| Texte fourni |
====

De son côté, le chef de file d'Horizons, Edouard Philippe, défend le statu quo, c'est-à-dire le scrutin majoritaire actuel, qui "impose un lien entre un député et les électeurs d'un territoire""S'il fallait aller vers la proportionnelle, alors je ne la soutiendrais que si était rétablie la possibilité de cumuler un mandat exécutif local et le mandat parlementaire", avait envisagé l'ex-Premier ministre dans un entretien accordé au Point en septembre dernier. Fondamentalement Edouard Philippe et ses troupes restent cependant clairement hostiles au changement de mode de scrutin. Cette semaine, au micro de LCP, le président du groupe "Horizons" à l'Assemblée, Paul Christophe a mis en garde contre une "métropolisation" du scrutin "au détriment des territoires ruraux".

... Et ceux qui sont favorables à la proportionnelle

Outre le Rassemblement national et le MoDem de François Bayrou, les députés écologistes et insoumis sont favorables à un mode de scrutin proportionnel. "On est pour une proportionnelle régionale", a expliqué ce mercredi à LCP la présidente du groupe "Ecologiste et social", Cyrielle Chatelain, tout en précisant que des discussions sont en cours en interne sur une éventuelle proportionnelle avec des listes départementales le modèle qui aurait les faveurs de François Bayrou.

====

[Entrées d'étiquetage de segmentation]
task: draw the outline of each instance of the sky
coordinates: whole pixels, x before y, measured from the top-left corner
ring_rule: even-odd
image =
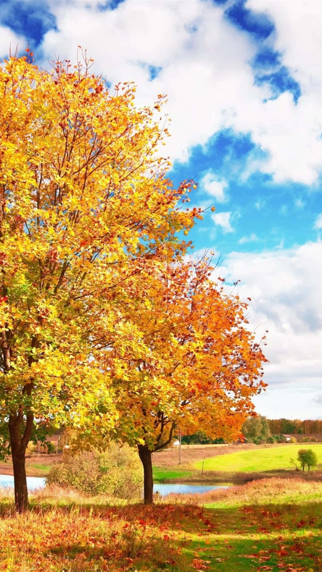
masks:
[[[42,67],[77,46],[136,105],[166,93],[166,154],[194,178],[191,232],[268,329],[270,418],[322,418],[322,2],[316,0],[0,0],[0,58],[29,43]],[[13,50],[14,51],[14,50]]]

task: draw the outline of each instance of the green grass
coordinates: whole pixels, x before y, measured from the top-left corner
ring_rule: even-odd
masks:
[[[18,517],[7,494],[0,498],[5,572],[322,570],[320,482],[265,479],[154,507],[49,487]]]
[[[205,459],[203,461],[205,471],[227,471],[242,472],[262,472],[266,471],[279,470],[293,468],[290,459],[296,459],[299,449],[313,449],[317,455],[319,464],[322,463],[322,444],[305,443],[277,446],[267,448],[256,448]],[[202,461],[195,463],[196,468],[201,468]]]
[[[30,464],[29,465],[29,467],[37,469],[42,475],[48,475],[52,468],[49,465],[45,464],[43,463],[33,463],[32,464]]]
[[[180,479],[190,476],[191,473],[184,469],[162,468],[160,467],[153,467],[154,480],[164,480],[171,479]]]

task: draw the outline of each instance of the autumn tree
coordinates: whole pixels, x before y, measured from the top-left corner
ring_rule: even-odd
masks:
[[[143,291],[136,277],[127,281],[128,343],[116,342],[101,361],[113,380],[116,434],[138,448],[146,503],[152,502],[152,453],[179,426],[237,438],[252,397],[265,386],[265,359],[247,329],[247,304],[214,279],[211,264],[162,257],[140,275]]]
[[[42,70],[29,56],[0,67],[0,444],[19,511],[35,419],[95,426],[100,401],[114,427],[99,326],[103,345],[122,347],[122,285],[161,245],[166,260],[183,252],[177,232],[196,214],[176,209],[192,183],[174,189],[158,153],[164,98],[138,109],[132,84],[110,93],[90,67]]]
[[[270,435],[266,417],[258,415],[249,417],[246,420],[243,424],[242,432],[248,440],[254,442],[258,440],[266,441]]]

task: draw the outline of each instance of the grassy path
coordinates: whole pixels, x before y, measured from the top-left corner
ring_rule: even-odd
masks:
[[[321,483],[266,479],[144,507],[53,488],[18,517],[3,496],[0,570],[320,572],[321,495]]]

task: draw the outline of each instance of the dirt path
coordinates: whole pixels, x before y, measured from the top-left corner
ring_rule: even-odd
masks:
[[[181,447],[181,464],[182,468],[189,467],[197,461],[203,460],[217,455],[225,455],[235,451],[246,451],[248,449],[264,448],[273,445],[253,445],[246,443],[240,445],[183,445]],[[172,449],[163,449],[152,454],[153,464],[162,468],[178,468],[179,447]]]
[[[60,460],[61,455],[44,454],[32,455],[26,458],[26,472],[27,476],[45,476],[53,463]],[[0,462],[0,475],[13,475],[11,458],[7,462]]]

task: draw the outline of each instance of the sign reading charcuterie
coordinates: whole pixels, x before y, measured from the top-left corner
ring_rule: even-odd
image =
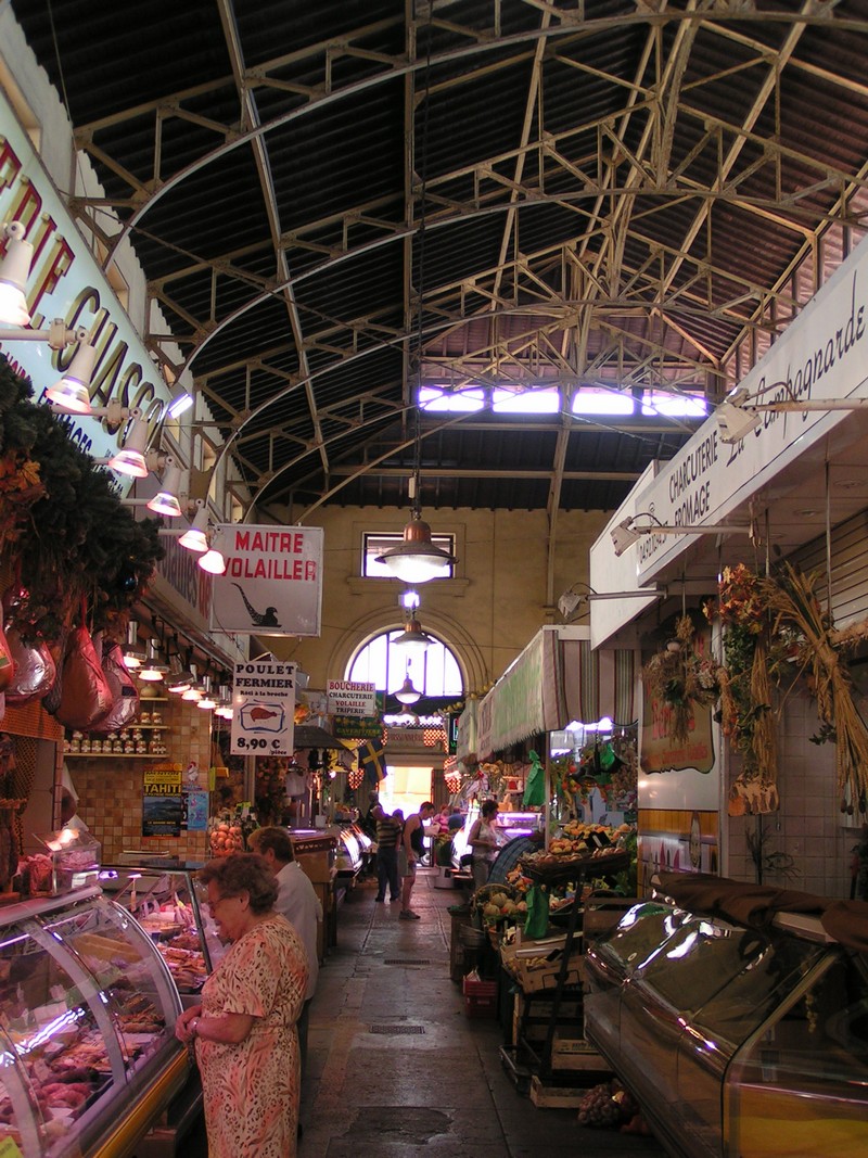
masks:
[[[234,756],[292,756],[295,667],[258,660],[235,665],[229,749]]]

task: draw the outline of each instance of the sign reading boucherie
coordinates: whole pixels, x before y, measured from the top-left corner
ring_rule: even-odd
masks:
[[[359,683],[353,680],[329,680],[325,692],[329,697],[331,716],[374,716],[377,710],[375,683]]]
[[[214,577],[212,630],[250,636],[319,635],[322,527],[222,523],[215,534],[226,557],[226,573]]]
[[[233,756],[292,756],[295,664],[236,664],[233,709]]]

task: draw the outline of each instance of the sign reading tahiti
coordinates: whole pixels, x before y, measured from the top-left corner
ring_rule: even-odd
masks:
[[[319,635],[322,527],[221,523],[215,528],[215,545],[226,557],[226,573],[214,577],[212,630]]]

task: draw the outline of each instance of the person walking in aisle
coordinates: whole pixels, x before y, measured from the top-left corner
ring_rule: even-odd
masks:
[[[323,919],[323,906],[316,895],[310,878],[295,859],[293,842],[285,828],[277,826],[258,828],[250,837],[250,849],[258,853],[269,866],[269,872],[278,882],[278,899],[274,911],[280,913],[296,933],[301,937],[308,951],[308,988],[304,991],[304,1005],[299,1017],[299,1054],[301,1055],[301,1072],[308,1058],[308,1021],[310,1003],[316,992],[316,981],[319,976],[319,953],[317,950],[317,926]]]
[[[425,852],[425,821],[433,815],[434,805],[431,800],[426,800],[425,804],[420,805],[419,812],[414,812],[412,816],[409,816],[404,824],[404,851],[407,856],[407,872],[404,877],[404,885],[400,892],[400,913],[398,916],[402,921],[419,919],[419,914],[413,913],[410,908],[410,895],[415,884],[415,866]]]

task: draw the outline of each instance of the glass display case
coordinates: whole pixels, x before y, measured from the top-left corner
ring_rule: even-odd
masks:
[[[669,1152],[868,1153],[868,962],[818,918],[639,903],[586,963],[586,1034]]]
[[[144,862],[105,865],[100,873],[103,892],[131,913],[156,945],[185,1006],[199,1001],[205,979],[225,952],[203,908],[205,894],[196,882],[198,867]]]
[[[189,1071],[150,938],[98,888],[0,910],[0,1153],[125,1156]]]

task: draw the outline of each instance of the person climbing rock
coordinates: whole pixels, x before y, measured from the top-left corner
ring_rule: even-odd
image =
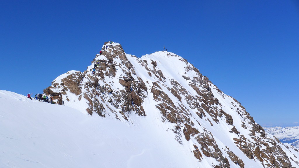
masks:
[[[27,97],[28,97],[28,98],[32,100],[32,99],[31,99],[31,97],[30,97],[30,93],[28,94],[27,95]]]

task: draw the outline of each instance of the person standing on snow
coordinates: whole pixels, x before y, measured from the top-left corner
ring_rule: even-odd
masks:
[[[30,93],[28,94],[27,95],[27,97],[32,100],[32,99],[31,99],[31,97],[30,97]]]

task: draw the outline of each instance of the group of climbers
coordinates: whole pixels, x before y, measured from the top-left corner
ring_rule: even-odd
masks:
[[[92,69],[93,74],[94,74],[95,73],[95,68],[98,67],[101,67],[100,66],[100,62],[98,61],[96,63],[94,64],[94,67]]]
[[[113,43],[113,42],[112,42],[112,41],[109,41],[109,42],[108,42],[110,44],[110,46],[112,45],[112,43]],[[102,50],[101,50],[101,51],[100,51],[100,55],[102,55],[102,54],[103,53],[102,50],[103,50],[105,51],[106,50],[107,50],[107,48],[108,48],[108,45],[107,45],[105,46],[105,45],[104,45],[104,46],[103,47],[103,48],[102,48]],[[91,72],[92,74],[95,74],[96,68],[97,67],[101,67],[100,66],[99,62],[97,62],[97,63],[95,63],[94,67],[94,68],[93,68],[92,69],[92,71]]]
[[[32,99],[31,98],[31,96],[32,95],[32,94],[29,93],[27,95],[27,97],[32,100]],[[40,93],[35,94],[35,96],[34,96],[34,99],[36,100],[38,100],[39,101],[42,101],[48,103],[51,103],[51,104],[55,104],[53,101],[53,97],[51,97],[50,100],[49,100],[49,97],[48,96],[45,95],[43,96],[42,94]],[[50,100],[51,101],[49,101]]]

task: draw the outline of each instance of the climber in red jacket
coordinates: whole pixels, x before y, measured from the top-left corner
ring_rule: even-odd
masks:
[[[31,100],[32,100],[32,99],[31,99],[31,97],[30,97],[30,93],[29,93],[29,94],[28,94],[27,95],[27,97],[28,97],[28,98],[29,98],[31,99]]]

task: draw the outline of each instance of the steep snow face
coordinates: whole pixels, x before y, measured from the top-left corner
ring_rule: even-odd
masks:
[[[2,90],[0,107],[0,167],[198,165],[175,134],[152,117],[132,115],[135,124],[128,125]]]
[[[299,126],[265,127],[265,130],[283,143],[286,143],[299,148]]]
[[[63,75],[45,93],[91,115],[129,125],[138,124],[136,115],[154,121],[200,167],[299,168],[295,150],[266,134],[186,59],[165,51],[139,58],[108,45],[84,73]]]

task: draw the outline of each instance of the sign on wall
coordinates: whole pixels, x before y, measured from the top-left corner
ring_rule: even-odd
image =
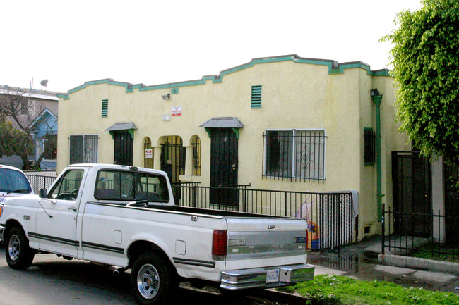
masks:
[[[181,106],[173,106],[172,113],[172,116],[181,116]]]

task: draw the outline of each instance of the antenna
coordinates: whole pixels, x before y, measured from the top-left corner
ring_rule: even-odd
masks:
[[[42,90],[43,90],[43,86],[46,87],[48,85],[48,80],[43,80],[40,82],[40,84],[42,85]]]

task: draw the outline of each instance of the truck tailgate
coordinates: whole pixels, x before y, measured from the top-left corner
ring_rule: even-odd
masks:
[[[227,270],[306,263],[304,219],[228,217],[227,221]]]
[[[306,263],[306,220],[227,218],[227,221],[228,247],[221,287],[268,288],[313,279],[314,267]]]

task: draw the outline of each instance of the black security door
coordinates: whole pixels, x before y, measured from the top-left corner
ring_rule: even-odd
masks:
[[[210,203],[237,206],[238,146],[236,134],[232,128],[212,128],[210,130]]]
[[[132,166],[133,139],[129,130],[113,132],[114,139],[114,164]]]
[[[429,159],[417,151],[393,151],[395,233],[430,237],[431,173]]]

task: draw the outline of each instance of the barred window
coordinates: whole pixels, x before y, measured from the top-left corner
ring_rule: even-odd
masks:
[[[68,164],[97,163],[98,144],[97,135],[71,135]]]
[[[266,130],[264,175],[325,180],[325,130]]]
[[[191,139],[193,147],[193,175],[201,175],[201,139],[195,136]]]

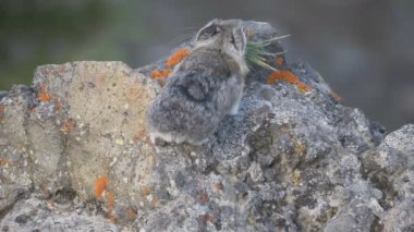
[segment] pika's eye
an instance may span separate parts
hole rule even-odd
[[[217,25],[215,24],[211,24],[207,27],[204,27],[202,28],[199,32],[198,32],[198,35],[197,35],[197,38],[196,40],[207,40],[214,36],[216,36],[217,34],[220,33],[220,28],[217,27]]]
[[[215,30],[212,32],[211,35],[215,36],[217,34],[219,34],[219,32],[220,32],[219,27],[215,26]]]

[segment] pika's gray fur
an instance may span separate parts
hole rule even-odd
[[[238,21],[214,20],[197,33],[194,49],[149,107],[153,143],[204,144],[226,115],[236,114],[248,72],[245,48]]]

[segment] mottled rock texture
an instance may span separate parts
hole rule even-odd
[[[252,40],[276,35],[241,23]],[[44,65],[0,97],[0,230],[413,230],[414,124],[386,136],[280,56],[307,88],[253,66],[207,144],[154,146],[145,115],[166,59]]]

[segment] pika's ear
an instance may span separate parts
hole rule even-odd
[[[220,29],[217,26],[217,20],[212,20],[198,30],[197,36],[195,37],[195,40],[196,41],[207,40],[211,38],[212,36],[217,35],[219,32]]]
[[[235,28],[233,30],[231,42],[233,44],[235,50],[238,50],[241,53],[244,53],[246,49],[246,33],[244,32],[244,28],[242,26]]]

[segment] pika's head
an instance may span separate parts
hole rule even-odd
[[[245,62],[246,35],[239,21],[212,20],[195,37],[195,49],[208,48],[228,54],[239,64],[243,74],[248,72]]]

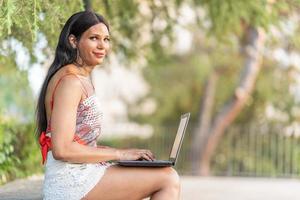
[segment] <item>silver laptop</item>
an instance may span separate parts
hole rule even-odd
[[[185,134],[185,130],[187,124],[189,122],[190,113],[186,113],[181,115],[179,127],[177,130],[177,134],[173,143],[173,147],[170,152],[169,160],[120,160],[117,163],[121,166],[127,167],[166,167],[166,166],[174,166],[176,164],[176,160],[178,158],[178,154],[182,145],[183,137]]]

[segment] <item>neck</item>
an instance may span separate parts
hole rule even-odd
[[[78,59],[75,65],[78,67],[80,75],[86,77],[89,77],[95,68],[95,66],[87,65],[81,59]]]

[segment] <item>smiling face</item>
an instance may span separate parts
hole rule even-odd
[[[79,42],[70,36],[70,42],[79,51],[77,62],[88,66],[101,64],[110,49],[109,31],[103,23],[91,26],[82,34]]]

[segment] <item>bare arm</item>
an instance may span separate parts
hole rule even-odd
[[[77,107],[82,97],[80,81],[73,76],[63,78],[54,96],[51,116],[52,153],[55,159],[72,163],[97,163],[109,160],[152,160],[149,150],[96,148],[73,141]]]

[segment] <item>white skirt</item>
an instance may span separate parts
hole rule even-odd
[[[43,184],[43,199],[80,200],[96,186],[109,166],[111,165],[62,162],[55,160],[52,151],[49,151]]]

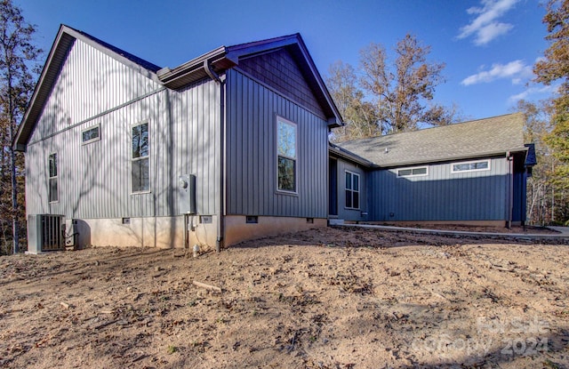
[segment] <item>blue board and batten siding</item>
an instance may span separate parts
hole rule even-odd
[[[227,213],[326,218],[325,119],[236,70],[227,88]],[[296,195],[276,190],[277,116],[297,124]]]
[[[508,220],[509,163],[491,159],[491,170],[452,172],[452,163],[427,165],[429,175],[397,177],[397,169],[368,173],[369,220]]]
[[[101,78],[104,76],[104,78]],[[81,41],[70,48],[26,154],[27,212],[68,218],[178,214],[178,176],[196,174],[199,213],[219,211],[220,87],[180,92]],[[148,123],[150,191],[131,194],[132,125]],[[100,140],[82,144],[99,125]],[[48,200],[48,156],[58,156],[59,201]]]

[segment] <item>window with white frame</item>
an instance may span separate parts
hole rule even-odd
[[[132,125],[132,193],[150,189],[150,165],[148,159],[148,123]]]
[[[99,140],[100,140],[100,127],[99,125],[87,128],[81,132],[81,143],[83,145],[98,141]]]
[[[359,209],[359,174],[346,171],[346,208]]]
[[[420,175],[428,175],[429,167],[417,166],[415,168],[403,168],[397,169],[397,177],[414,177]]]
[[[296,124],[276,117],[277,182],[279,191],[296,192]]]
[[[473,162],[453,163],[452,172],[480,172],[490,170],[490,160],[478,160]]]
[[[57,154],[50,154],[48,158],[48,197],[50,203],[55,203],[60,200],[58,192],[58,180],[57,180]]]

====

| Tâches à réaliser |
- a) Dans le texte sur le mode de scrutin, quel modèle de proportionnelle aurait les faveurs de François Bayrou ?
- b) Rédigez la suite du texte sur le mode de scrutin, en reprenant après sa dernière phrase.

| Réponses aux tâches |
- a) Une proportionnelle avec des listes départementales.

- b)
"Nous sommes favorables à un scrutin réellement proportionnel, pas avec une prime majoritaire de 50% et pas avec un échelon territorial si petit que cela déforme à la fin la nature proportionnelle" a, pour sa part, développé le député et coordinateur national de La France insoumise, Manuel Bompard, sur Public Sénat. Quant au Parti socialiste, il est traversé par des divisions et des nuances sur le sujet. L'ancien président de la République, François Hollande, est favorable à la proportionnelle, tandis que le premier secrétaire du PS, Olivier Faure, est contre à titre personnel. 

Le gouvernement souhaite pouvoir légiférer sur le mode de scrutin "avant la fin de la session parlementaire, si le débat est mûr", a affirmé sa porte-parole, Sophie Primas.